START TEXT BLOCK

In a defined benefit scheme, what are the 6 key contribution risks?
- Unknown future level of contributions. Contributions depend on the promised bneefits, the eligibility of members to accrue / receive benefits, inflation and investment returns net of tax and expenses.
- Unknown timing of future contributions if not funded in advance
- The requirement to put in extra funds if there is a shortfall in the scheme - the amount and timing of which is unknown
- Insufficient liquid assets with which to make the contributions
- Insolvency risk due to excessive contributions
- Take-over by a third party who is unwilling to make the contributions
(In a defined benefit scheme, such as a defined benefit promise with a defined contribution underpin, there is also the risk that contributions have to increase due to the guarantee costing more than expected)
In a DC scheme, what are the 4 contribution risks?
- Contributions are unaffordable to sponsor (because in poor financial circumstances)

END TEXT BLOCK
START RECORDED DATA

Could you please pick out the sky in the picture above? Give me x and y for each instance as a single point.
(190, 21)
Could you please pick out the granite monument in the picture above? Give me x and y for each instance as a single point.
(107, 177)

END RECORDED DATA

■ **EXERCISE SET**
A - Do these statements agree with the text on pension contribution risks? Answer yes or no for each, quoting the words of the text that decide it.
(i) In a DC scheme, contributions may be unaffordable to the sponsor.
(ii) For a defined benefit scheme, the text lists five key contribution risks.
(iii) One defined benefit risk is a takeover by a third party unwilling to make the contributions.
B - Summarize the text on pension contribution risks in two sentences.
C - According to the text on pension contribution risks, why might contributions have to increase in a defined benefit scheme with a defined contribution underpin?
The data have no connection to the text on pension contribution risks.

■ **EXERCISE RESULTS**
A -
(i) Yes: "Contributions are unaffordable to sponsor (because in poor financial circumstances)"
(ii) No: "what are the 6 key contribution risks?"
(iii) Yes: "Take-over by a third party who is unwilling to make the contributions"

B - In a defined benefit scheme, the six key contribution risks are the unknown level and timing of future contributions, the need to put in extra funds for a shortfall, a lack of liquid assets, insolvency from excessive contributions, and takeover by a third party unwilling to contribute. Contributions may also rise when a guarantee such as a defined contribution underpin costs more than expected, while in a DC scheme contributions may become unaffordable to a sponsor in poor financial circumstances.

C - Contributions might have to increase because the guarantee costs more than expected.